• [Prompt a]: Gather every line of the records that contains the string "target", copying each one out.

• [Selected extract]:
'''
3. Restructuring the TTM

One of the first issues that we wanted to fully clarify after deciding to proceed with the restructuring of the TTM was the question of the status of the TTM from a formal point of view, and related to this was the question of what formal status the new restructured version of the TTM, which we will refer to as the TTM2 in what follows, should have.

First, though, we will give some definitions. The word taxonomy derives from the Ancient Greek τάξις (taxis) meaning ‘order’ or ‘arrangement’ and is generally used to describe the classification of a domain usually (but not always) in terms of a hierarchy with a single subsumption relation. The word ontology [3] on the other hand is usually defined in the information sciences as a shared conceptualisation of a domain or domains. Constructing an ontology in this sense entails formulating the description of a domain, often in some kind of formal language, making sure to include those entities and relations which are most relevant to the information needs of potential users. However, definitions of terms like taxonomy and ontology are general enough that they are helpful only up to a certain point and in many contexts they are used interchangeably. We will take the common noun ‘taxonomy’ to refer to a hierarchical arrangement of a set of terms using a single subsumption relation; and ‘ontology’ to mean a more general formal description of a domain that may encompass a number of different relations The TTM then can be viewed as a taxonomy that classifies a reasonably large collection of Latin words and multiword expressions from a series of different domains (these are, to recapitulate, [Animals], [Trees and Plants], [Men], [Gods and Heroes], [Places], [Things]). The criterion according to which terms were included in the tagset was based on the fact that they served to describe the content or meaning of poems or of specific poetic lines in a wide-ranging corpus of classical poetry.
'''
• [Prompt b]: Write what comes next in the passage on restructuring the TTM, picking up after its last sentence.

• [Supplied information]:
'''
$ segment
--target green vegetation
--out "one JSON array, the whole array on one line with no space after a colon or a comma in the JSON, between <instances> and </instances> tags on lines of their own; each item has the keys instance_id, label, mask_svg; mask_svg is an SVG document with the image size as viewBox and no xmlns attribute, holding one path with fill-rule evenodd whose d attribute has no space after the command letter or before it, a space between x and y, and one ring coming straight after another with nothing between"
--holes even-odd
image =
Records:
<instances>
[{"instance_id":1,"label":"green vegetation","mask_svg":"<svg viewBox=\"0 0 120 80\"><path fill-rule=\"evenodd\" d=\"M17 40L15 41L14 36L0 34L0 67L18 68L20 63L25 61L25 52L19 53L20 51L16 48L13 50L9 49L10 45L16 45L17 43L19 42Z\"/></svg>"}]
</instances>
'''
'''
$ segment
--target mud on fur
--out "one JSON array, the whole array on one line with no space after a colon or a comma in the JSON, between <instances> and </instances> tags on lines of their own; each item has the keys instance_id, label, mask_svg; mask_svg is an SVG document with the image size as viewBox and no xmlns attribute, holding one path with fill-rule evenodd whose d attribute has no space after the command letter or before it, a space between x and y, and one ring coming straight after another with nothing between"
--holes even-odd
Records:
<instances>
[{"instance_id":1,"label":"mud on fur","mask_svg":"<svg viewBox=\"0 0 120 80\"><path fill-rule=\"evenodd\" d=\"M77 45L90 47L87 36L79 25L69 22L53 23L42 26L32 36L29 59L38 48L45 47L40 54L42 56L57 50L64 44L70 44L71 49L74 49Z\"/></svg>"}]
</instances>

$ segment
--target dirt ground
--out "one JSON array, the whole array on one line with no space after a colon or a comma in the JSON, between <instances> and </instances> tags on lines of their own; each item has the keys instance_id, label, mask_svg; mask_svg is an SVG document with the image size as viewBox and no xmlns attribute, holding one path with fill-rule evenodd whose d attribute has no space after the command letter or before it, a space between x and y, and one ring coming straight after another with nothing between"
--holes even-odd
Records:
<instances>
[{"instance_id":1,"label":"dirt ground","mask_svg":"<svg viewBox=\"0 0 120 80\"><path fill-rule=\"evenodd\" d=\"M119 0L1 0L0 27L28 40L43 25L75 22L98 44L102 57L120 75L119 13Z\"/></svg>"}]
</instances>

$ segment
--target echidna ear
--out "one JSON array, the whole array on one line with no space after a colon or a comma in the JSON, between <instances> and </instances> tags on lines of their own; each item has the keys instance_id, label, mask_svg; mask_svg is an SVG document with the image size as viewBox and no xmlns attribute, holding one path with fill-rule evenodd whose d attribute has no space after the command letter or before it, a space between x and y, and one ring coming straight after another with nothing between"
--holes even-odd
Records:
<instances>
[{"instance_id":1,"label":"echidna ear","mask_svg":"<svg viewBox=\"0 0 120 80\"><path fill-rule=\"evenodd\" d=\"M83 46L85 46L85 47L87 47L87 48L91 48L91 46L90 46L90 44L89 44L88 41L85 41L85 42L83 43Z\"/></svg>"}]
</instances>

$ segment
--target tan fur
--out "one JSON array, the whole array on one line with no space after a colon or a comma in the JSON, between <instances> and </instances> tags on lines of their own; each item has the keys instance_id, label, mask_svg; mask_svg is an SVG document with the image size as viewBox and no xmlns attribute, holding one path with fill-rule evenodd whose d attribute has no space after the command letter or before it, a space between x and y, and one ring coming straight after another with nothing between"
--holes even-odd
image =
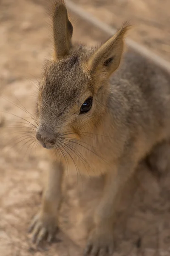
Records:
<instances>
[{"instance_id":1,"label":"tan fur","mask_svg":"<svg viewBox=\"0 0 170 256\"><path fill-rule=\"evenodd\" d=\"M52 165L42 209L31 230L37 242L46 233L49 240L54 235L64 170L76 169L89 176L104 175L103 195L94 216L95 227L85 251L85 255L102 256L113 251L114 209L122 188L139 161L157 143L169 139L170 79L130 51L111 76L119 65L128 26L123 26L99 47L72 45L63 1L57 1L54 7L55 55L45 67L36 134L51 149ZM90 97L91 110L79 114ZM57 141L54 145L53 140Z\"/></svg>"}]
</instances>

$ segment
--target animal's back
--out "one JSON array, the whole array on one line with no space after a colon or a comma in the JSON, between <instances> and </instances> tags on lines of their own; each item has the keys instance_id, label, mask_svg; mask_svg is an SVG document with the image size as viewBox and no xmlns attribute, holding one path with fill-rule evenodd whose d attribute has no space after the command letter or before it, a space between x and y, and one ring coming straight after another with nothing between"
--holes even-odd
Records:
'''
• [Answer a]:
--target green vegetation
--target mud on fur
--target dirt ground
--target echidna ear
--target tan fur
--target animal's back

• [Answer b]:
From the start we decided to try and limit the number of new items we added to the tagset and to instead focus our attention on the semantic relations between the tags since we felt that these were the source of most of the issues that we found during our preliminary analysis of the TTM. One of the first and most important design decisions that we had to make therefore was the choice of the core relation between the tags in the taxonomy: this would serve to provide a backbone for the rest of the taxonomy. We will discuss this further in the next section. Another important decision was which format to use for storing and working with this new version of the taxonomy. In the end we decided on the Web Ontology Language (OWL 2). It was an easy choice to make for a number of reasons, not least of which was the availability of numerous off-the-shelf tools for working with OWL 2 ontologies including reasoning engines such as Pellet. The OWL 2 language is based on the RDF data model and so gives us the the further possibility of adding TTM2 to the Linked Open Data cloud [4] in the future, and thereby enriching the tagset with other resources from the cloud, as well as—and this was especially important for us—permitting us the use of the powerful SPARQL query language [5].

 

3.1 Hyponymy and the Relation of Taxonomy

As we stated above, the ‘relevance’ relation that is used to structure the TTM collapses together various different semantic relations in one. Probably the best known of these individual semantic relations is that of hyponymy. We take the following, fairly standard, definition of hyponymy from Cruse’s Lexical Semantics (Cruse 1986):

A lexical item l is a hyponym of another lexical item m if the sentence “A is f(l)” entails (but is not in its own turn entailed by)  “A is f(m)”.

The formula f(x) is here understood as an indefinite expression representing the minimal syntactic elaboration necessary for the lexical item x to function as the complement of ‘to be’, e.g., for the noun ‘dog’ this indefinite expression would be ‘a dog’ as in ‘Toby is a dog’, for the adjective ‘crimson’ on the other hand a suitable indefinite expression might be ‘a crimson ball’. In the former case then we can use the fact that ‘Toby is a dog’ entails ‘Toby is a mammal’ to posit that ‘dog’ is a hyponym of ‘mammal’; similarly on the basis of the fact that ‘This is a crimson ball’ entails ‘This is a red ball’ and other similar sentences we can derive the fact that ‘crimson’ is a hyponym of ‘red’. Hyponymy then has the big advantage that it gives a simple criterion, in terms of sentence frames, for deciding whether two lexical items are semantically related to each other; and this would seem to make it a good candidate for structuring taxonomies. In Figure 2 we give an instance of a basic taxonomy where the nodes are linked together using the relation of hyponymy.

Figure 2. Example Taxonomy.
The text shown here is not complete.